### Goal
Rescale the material from the line with "for pink building" to the line with "[25,172,194,245]", both included. Rewrite every one of those lines, leaving all other text unchanged, with each bounding-box coordinate multiplied by 1.3 and rounded to the nearest whole number, halves up, and output only those lines.

### Material for bounding box labeling

#####

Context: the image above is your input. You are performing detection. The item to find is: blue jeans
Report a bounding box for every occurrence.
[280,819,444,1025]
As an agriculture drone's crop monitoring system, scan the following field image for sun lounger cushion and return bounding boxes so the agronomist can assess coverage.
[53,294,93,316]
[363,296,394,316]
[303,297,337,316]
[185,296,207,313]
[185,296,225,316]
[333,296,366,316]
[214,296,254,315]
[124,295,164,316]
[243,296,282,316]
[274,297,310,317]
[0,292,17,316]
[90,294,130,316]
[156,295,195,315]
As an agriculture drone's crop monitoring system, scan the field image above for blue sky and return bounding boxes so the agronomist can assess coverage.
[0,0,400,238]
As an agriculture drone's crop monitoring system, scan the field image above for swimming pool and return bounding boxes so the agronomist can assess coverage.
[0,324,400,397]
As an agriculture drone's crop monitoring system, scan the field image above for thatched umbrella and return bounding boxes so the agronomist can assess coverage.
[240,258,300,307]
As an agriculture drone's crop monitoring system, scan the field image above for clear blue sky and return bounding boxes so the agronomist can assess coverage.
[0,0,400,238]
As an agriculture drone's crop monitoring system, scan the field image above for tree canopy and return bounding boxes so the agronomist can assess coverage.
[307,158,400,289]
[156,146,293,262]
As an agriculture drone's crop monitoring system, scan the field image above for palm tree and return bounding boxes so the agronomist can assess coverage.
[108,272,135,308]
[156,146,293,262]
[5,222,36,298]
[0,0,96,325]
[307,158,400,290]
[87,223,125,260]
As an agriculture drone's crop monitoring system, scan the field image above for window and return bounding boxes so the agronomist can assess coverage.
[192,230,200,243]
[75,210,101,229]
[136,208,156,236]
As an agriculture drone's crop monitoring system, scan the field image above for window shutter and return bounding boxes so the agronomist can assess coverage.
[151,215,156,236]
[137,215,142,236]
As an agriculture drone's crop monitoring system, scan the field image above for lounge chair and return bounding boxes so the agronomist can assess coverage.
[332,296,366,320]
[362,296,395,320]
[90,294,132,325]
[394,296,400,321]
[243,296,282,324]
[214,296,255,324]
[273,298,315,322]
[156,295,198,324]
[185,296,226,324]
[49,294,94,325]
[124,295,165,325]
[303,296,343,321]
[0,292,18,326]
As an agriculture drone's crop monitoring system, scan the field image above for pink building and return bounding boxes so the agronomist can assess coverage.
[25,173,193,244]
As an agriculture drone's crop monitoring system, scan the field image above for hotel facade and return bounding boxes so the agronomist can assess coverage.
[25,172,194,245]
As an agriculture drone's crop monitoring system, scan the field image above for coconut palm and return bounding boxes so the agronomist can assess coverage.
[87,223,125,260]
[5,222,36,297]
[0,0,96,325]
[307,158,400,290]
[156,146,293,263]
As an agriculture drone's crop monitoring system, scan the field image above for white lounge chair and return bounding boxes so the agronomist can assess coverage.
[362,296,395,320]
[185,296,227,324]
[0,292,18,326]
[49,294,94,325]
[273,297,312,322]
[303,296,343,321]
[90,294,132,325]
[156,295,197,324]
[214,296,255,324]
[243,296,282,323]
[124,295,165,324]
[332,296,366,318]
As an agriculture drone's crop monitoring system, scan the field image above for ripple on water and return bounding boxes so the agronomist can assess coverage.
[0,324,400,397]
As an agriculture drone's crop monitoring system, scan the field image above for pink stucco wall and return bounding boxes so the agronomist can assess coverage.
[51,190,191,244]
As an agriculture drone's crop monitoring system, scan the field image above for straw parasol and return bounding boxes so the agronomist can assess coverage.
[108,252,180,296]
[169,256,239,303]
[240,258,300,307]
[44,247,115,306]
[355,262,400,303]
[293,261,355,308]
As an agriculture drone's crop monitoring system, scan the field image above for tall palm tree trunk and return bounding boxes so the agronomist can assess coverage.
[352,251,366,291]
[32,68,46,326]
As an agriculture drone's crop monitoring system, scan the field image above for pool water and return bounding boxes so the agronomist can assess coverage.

#####

### In response
As an agriculture drone's crop monitoring system, scan the field image above for pink building and return bounding boxes so the agronomist can assess coverage.
[33,225,251,317]
As an agriculture drone's crop monitoring system, scan the field image above for hotel facade and return bounding boxes so the agronomist can assess coverage.
[33,224,252,319]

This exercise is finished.